— OBJECTIVE —
Quote the material exactly from the line that contains "target: thumb" through its last line. Any pictures are to be left out.

+++ INPUT ROWS +++

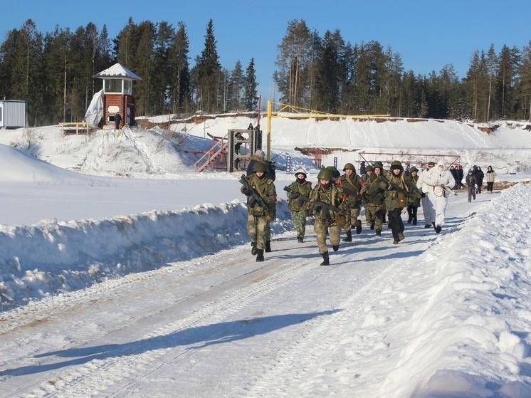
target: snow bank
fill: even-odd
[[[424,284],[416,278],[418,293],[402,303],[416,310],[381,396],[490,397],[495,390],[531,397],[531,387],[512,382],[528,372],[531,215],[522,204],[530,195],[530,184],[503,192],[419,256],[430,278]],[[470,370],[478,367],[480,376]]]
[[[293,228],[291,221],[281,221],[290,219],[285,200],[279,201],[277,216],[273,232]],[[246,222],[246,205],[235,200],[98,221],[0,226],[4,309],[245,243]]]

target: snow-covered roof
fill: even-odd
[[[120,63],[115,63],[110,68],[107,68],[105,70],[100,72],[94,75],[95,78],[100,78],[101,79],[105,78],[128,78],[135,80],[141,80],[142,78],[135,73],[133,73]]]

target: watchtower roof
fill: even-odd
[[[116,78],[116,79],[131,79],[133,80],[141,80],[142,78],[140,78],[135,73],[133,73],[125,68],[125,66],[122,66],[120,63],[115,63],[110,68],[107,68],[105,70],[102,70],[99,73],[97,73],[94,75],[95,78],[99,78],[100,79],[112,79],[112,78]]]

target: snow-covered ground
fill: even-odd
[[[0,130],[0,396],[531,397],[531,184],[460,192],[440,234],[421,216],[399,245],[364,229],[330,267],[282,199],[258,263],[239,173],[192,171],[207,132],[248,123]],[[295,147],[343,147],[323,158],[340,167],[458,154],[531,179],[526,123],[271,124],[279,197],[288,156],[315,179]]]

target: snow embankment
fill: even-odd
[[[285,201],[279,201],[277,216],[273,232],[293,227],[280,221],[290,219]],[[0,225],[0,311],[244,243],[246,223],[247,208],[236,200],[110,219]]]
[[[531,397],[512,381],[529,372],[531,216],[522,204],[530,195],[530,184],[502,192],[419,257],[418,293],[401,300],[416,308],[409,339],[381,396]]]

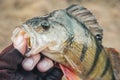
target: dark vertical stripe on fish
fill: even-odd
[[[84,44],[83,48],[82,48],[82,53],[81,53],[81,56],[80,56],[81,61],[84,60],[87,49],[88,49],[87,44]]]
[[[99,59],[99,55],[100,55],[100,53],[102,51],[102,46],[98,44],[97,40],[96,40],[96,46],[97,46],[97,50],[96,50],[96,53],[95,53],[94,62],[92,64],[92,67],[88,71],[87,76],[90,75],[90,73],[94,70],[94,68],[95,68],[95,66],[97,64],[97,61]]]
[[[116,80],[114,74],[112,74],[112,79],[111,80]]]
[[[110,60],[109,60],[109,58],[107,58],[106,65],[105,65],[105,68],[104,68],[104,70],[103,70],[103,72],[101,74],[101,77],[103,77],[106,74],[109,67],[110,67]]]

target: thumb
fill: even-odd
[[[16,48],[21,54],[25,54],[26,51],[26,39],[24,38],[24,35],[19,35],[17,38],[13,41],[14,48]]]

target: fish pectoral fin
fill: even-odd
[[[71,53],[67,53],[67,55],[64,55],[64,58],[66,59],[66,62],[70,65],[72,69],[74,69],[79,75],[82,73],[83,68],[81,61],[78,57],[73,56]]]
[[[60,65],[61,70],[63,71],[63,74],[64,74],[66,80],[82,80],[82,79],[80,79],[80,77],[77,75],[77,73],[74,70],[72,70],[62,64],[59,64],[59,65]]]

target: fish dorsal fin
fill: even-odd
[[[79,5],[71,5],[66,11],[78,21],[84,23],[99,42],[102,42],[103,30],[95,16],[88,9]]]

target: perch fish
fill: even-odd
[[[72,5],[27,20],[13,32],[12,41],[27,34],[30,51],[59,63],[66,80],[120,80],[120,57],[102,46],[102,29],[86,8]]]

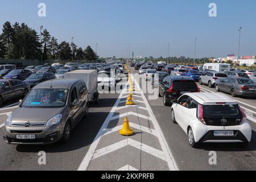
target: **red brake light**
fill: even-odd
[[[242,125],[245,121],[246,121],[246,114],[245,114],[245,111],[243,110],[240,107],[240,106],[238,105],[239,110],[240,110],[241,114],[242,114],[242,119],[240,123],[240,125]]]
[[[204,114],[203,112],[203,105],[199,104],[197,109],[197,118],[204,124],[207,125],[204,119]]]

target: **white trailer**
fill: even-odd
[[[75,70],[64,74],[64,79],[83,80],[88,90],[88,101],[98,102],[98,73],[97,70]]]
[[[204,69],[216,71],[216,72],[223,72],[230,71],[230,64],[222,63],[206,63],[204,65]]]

+++

— SOLUTION TO THE EXERCISE —
target: thumb
fill: even-odd
[[[16,48],[21,54],[25,54],[26,51],[26,39],[24,38],[24,35],[19,35],[17,38],[13,41],[14,48]]]

target: fish pectoral fin
fill: even-odd
[[[71,53],[67,53],[67,55],[64,55],[64,58],[66,59],[66,62],[70,65],[72,69],[74,69],[79,75],[82,73],[83,68],[81,61],[78,57],[73,56]]]
[[[60,65],[61,70],[63,71],[63,74],[64,74],[66,80],[82,80],[82,79],[80,79],[80,77],[77,75],[77,73],[74,70],[72,70],[62,64],[59,64],[59,65]]]

target: fish dorsal fin
fill: even-odd
[[[79,5],[71,5],[66,11],[78,21],[84,23],[99,42],[102,42],[103,30],[95,16],[88,9]]]

target: perch fish
fill: even-odd
[[[72,5],[27,20],[13,32],[12,41],[27,34],[30,51],[59,63],[66,80],[120,80],[120,57],[102,46],[102,29],[86,8]]]

target: **red brake light**
fill: even-odd
[[[242,125],[245,121],[246,121],[246,114],[245,114],[245,111],[243,110],[240,107],[240,106],[238,105],[239,110],[240,110],[241,114],[242,114],[242,119],[240,123],[240,125]]]
[[[204,114],[203,112],[203,105],[199,104],[197,109],[197,118],[204,124],[207,125],[204,119]]]

target: **white trailer**
fill: even-odd
[[[75,70],[64,74],[64,79],[83,80],[88,90],[88,101],[98,102],[98,73],[97,70]]]
[[[204,69],[216,71],[216,72],[223,72],[230,71],[230,64],[222,63],[206,63],[204,65]]]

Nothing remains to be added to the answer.